- TASK BRIEF
Check each line of the listing below for the string "this", and give only how many lines hold it.

- SUPPLIED DATA
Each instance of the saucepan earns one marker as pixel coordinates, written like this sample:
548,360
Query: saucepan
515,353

--

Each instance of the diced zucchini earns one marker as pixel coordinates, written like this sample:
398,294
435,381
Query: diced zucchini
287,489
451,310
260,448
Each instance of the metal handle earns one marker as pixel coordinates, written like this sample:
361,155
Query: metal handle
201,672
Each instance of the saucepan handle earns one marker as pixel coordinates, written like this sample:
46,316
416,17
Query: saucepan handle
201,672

- PROBLEM SOLUTION
4